Goal of the exercise – Could you print the lines below exactly, from the one holding "Phrase -- building support column" through the last line, with no other output?
====================
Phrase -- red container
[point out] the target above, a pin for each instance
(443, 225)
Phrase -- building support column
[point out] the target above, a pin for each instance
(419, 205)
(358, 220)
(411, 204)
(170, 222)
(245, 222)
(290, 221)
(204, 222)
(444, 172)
====================
Result –
Phrase -- building support column
[point out] the target above, a pin for each instance
(419, 205)
(358, 220)
(411, 204)
(170, 222)
(245, 222)
(290, 221)
(204, 222)
(444, 172)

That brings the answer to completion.